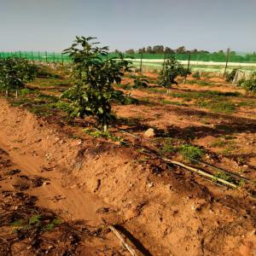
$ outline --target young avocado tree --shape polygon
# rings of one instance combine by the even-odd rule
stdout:
[[[130,71],[131,61],[122,54],[119,58],[108,59],[108,47],[99,47],[95,39],[76,37],[74,44],[64,50],[73,62],[74,84],[61,97],[70,102],[70,117],[96,116],[98,126],[107,131],[113,117],[111,102],[122,102],[125,97],[113,84],[121,83],[124,73]]]
[[[24,88],[25,83],[33,80],[38,73],[37,66],[30,64],[25,59],[9,57],[0,60],[0,90],[5,90],[6,96],[9,91]]]
[[[188,73],[189,71],[183,67],[175,57],[170,56],[164,61],[163,68],[159,75],[158,84],[162,87],[170,89],[172,84],[177,84],[175,80],[177,76],[185,77]]]

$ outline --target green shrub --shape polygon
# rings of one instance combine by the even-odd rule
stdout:
[[[237,68],[234,68],[230,73],[226,73],[225,79],[227,82],[232,82],[235,79]]]
[[[247,80],[240,80],[238,86],[245,89],[246,90],[256,92],[256,73],[253,73],[251,78]]]
[[[195,72],[192,76],[194,79],[200,79],[200,78],[201,78],[199,71]]]
[[[25,83],[33,80],[38,73],[37,66],[25,59],[9,57],[0,59],[0,90],[6,95],[11,90],[17,91],[24,88]]]
[[[73,62],[74,85],[61,97],[71,103],[70,117],[96,116],[98,125],[108,129],[113,115],[112,101],[125,101],[123,91],[115,90],[113,83],[120,84],[125,72],[130,71],[131,61],[124,55],[118,58],[102,58],[108,52],[108,47],[98,47],[95,38],[76,37],[73,44],[66,50]]]
[[[171,56],[165,60],[158,83],[160,86],[169,88],[172,87],[172,84],[177,84],[175,81],[177,76],[185,77],[186,74],[188,74],[188,70],[173,56]]]

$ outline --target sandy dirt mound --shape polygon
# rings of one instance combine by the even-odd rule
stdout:
[[[67,129],[0,100],[1,148],[27,185],[38,176],[46,183],[28,191],[39,207],[118,224],[141,255],[256,254],[254,201],[156,160],[142,163],[132,148],[68,137]]]

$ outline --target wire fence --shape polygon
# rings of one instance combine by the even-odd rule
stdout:
[[[225,73],[226,70],[240,68],[245,72],[256,69],[256,53],[237,55],[235,52],[224,53],[182,53],[182,54],[125,54],[131,57],[133,66],[140,71],[160,70],[164,60],[174,56],[183,65],[189,66],[192,70]],[[1,58],[20,57],[40,63],[60,63],[62,66],[71,63],[68,55],[49,51],[12,51],[0,52]],[[118,58],[118,53],[110,53],[102,59]]]

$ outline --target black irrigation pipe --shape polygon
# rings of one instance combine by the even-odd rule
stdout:
[[[85,120],[84,120],[84,121],[85,121]],[[85,121],[85,122],[88,123],[88,124],[90,124],[90,125],[93,125],[93,124],[90,123],[90,122],[88,122],[88,121]],[[138,139],[140,139],[141,141],[145,140],[145,141],[150,142],[150,143],[152,143],[152,142],[151,142],[150,140],[143,138],[143,137],[138,137],[138,136],[136,136],[136,135],[134,135],[134,134],[132,134],[132,133],[130,133],[130,132],[127,132],[127,131],[123,131],[123,130],[119,129],[119,127],[117,127],[116,125],[111,125],[111,127],[113,127],[113,128],[117,129],[118,131],[119,131],[120,132],[122,132],[122,133],[124,133],[124,134],[126,134],[126,135],[128,135],[128,136],[130,136],[130,137],[133,137],[138,138]],[[97,130],[97,129],[96,129],[96,130]],[[139,149],[145,150],[144,147],[139,147],[139,146],[137,146],[137,145],[132,145],[132,144],[131,144],[130,143],[127,143],[127,142],[125,142],[125,143],[126,143],[126,144],[128,144],[128,145],[130,145],[130,146],[136,147],[136,148],[139,148]],[[189,171],[190,171],[190,172],[198,173],[198,174],[200,174],[201,176],[202,176],[203,177],[207,177],[207,180],[211,180],[211,181],[212,181],[212,182],[214,182],[214,181],[218,181],[218,182],[220,182],[221,183],[225,184],[225,185],[228,185],[229,187],[231,187],[231,188],[233,188],[233,189],[238,189],[238,187],[239,187],[238,185],[236,185],[236,184],[235,184],[235,183],[230,183],[230,182],[228,182],[228,181],[226,181],[226,180],[224,180],[224,179],[223,179],[223,178],[215,177],[214,175],[212,175],[212,174],[211,174],[211,173],[208,173],[208,172],[205,172],[205,171],[200,170],[200,169],[195,168],[195,167],[194,167],[194,166],[186,166],[186,165],[184,165],[184,164],[183,164],[183,163],[180,163],[180,162],[178,162],[178,161],[172,160],[170,160],[170,159],[168,159],[168,158],[166,158],[166,157],[161,155],[160,154],[159,154],[158,151],[156,151],[156,150],[154,150],[154,149],[153,149],[153,148],[148,148],[148,149],[149,149],[151,152],[150,152],[150,153],[144,152],[144,154],[149,154],[149,155],[151,155],[151,156],[154,156],[154,157],[156,157],[156,158],[158,158],[158,159],[160,159],[160,160],[165,161],[166,163],[172,164],[172,165],[174,165],[174,166],[179,166],[179,167],[182,167],[182,168],[183,168],[183,169],[189,170]],[[216,167],[216,168],[218,168],[218,167]],[[241,178],[243,178],[243,177],[241,177]],[[248,195],[252,195],[251,194],[248,194]],[[253,196],[253,195],[252,195],[252,196]]]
=-=-=
▶ [Work to complete] Please filter the records above down to every line that contains the word "outline", matching case exactly, and copy those lines.

▶ [The response]
$ outline --target young avocado tree --shape polygon
$ outline --target green shrub --shape polygon
$ outline --target sandy dirt mound --shape polygon
$ outline --target wire fence --shape polygon
$ outline --target black irrigation pipe --shape polygon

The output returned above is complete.